• **Texto fornecido**
#####
O intervalo é também uma peça importante no puzzle. Os jogadores sabem de tudo, 0:0 aqui e 2:0 lá. Estamos satisfeitos, não mexe mais. Oliveira puxa da palavra e quer a vitória para eliminar os chinocas do Mundial deles. A segunda parte é um filme. Porque a Coreia cresce e intimida Baía com dois cabeceamentos a rasar o poste. De Portugal, zero. "Tira o Beto", ouve-se amiúde. "Tira o Beto". Oliveira demora, Ángel Sánchez nem por isso. O argentino, agora mal, assinala falta um mergulho de Lee e mostra o segundo amarelo a Beto. Nove, Portugal joga com nove. E deve seis mil euros à FIFA. Ah pois é, pela primeira vez na história dos Mundiais, os vermelhos pagam-se. E caro. Três mil euros à peça.
Com nove em campo, Oliveira chama Jorge Andrade e saca Pauleta, a única referência ofensiva. Na linha lateral, Oliveira diz de sua justiça. "Disse-me ‘vais jogar ali no meio-campo." Passada uma jogada, "não, vais jogar a central." Depois: "não, vais jogar a lateral direito." No minuto seguinte, canto para a Coreia. Bola aqui, bola ali, Park domina e atira para o 1:0. A Polónia continua a ajudar (já vai em 3:1).
Um golo é o suficiente para chegar aos oitavos-de-final. No banco, Oliveira chama Abel Xavier. E sai Rui Jorge. Já ninguém se entende, nem é coração e muito menos cabeça. Rui Costa percebe aí que está fora do jogo, não vai mais entrar e desata a chorar perto do banco, sentado na pista de tartan. O adjunto Rui Caçador chama-o à atenção. "Menino Rui [Caçador trata-os assim, já os conhece há anos e anos], ninguém lhe deu autorização para sair do aquecimento." A resposta de Rui é uma ida ao bilhar grande, salvo seja.
#####
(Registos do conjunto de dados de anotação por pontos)

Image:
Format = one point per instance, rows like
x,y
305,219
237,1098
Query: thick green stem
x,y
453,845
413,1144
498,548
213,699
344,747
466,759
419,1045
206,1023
#####
• **Complete o seguinte**
**a.** Responda, com base no texto sobre o jogo de Portugal com a Coreia:
(i) Quanto custa cada cartão vermelho?
(ii) Que jogador marca o golo da Coreia?
(iii) Quem entra em campo quando sai Rui Jorge?
**b.** Escreva a continuação do texto sobre o jogo de Portugal com a Coreia, a partir da última frase apresentada.
A listagem não intervém nestas tarefas.

• **Respostas esperadas**
**a.**
(i) Três mil euros.
(ii) Park.
(iii) Abel Xavier.

**b.**
Ainda falta uma substituição, vá. Oliveira olha para o banco e saca Nuno Gomes. De todos os suplentes, e excepção feita aos dois guarda-redes, Nuno é o único sem o aquecimento feito. Oliveira simplesmente não se lembra de o chamar, a ele, ao seu suplente de eleição na fase de qualificação. Já equipado para jogar e com um pique apenas de aquecimento, Nuno Gomes ouve de Oliveira o nome do substituto. "Mas, mister, o Jorge [Andrade] entrou agora." Oliveira rectifica. "Ah, então vais para o lugar do Petit."
Continua 1:0 para a Coreia do Sul. Nos últimos minutos, já com o capitão Couto lá à frente para atazanar o juízo aos centrais adversários, há um carrossel de emoções sem igual. Vítor Baía sacode a pressão só com Song pela frente, Sérgio Conceição atira ao poste (89’), Baía salva novo contra-ataque (90’) e Conceição obriga o guarda-redes a defesa por instinto para canto (90’+3). Quando Ángel Sánchez apita para o fim, o adeus ao Mundial é inevitável. E hoje, como será?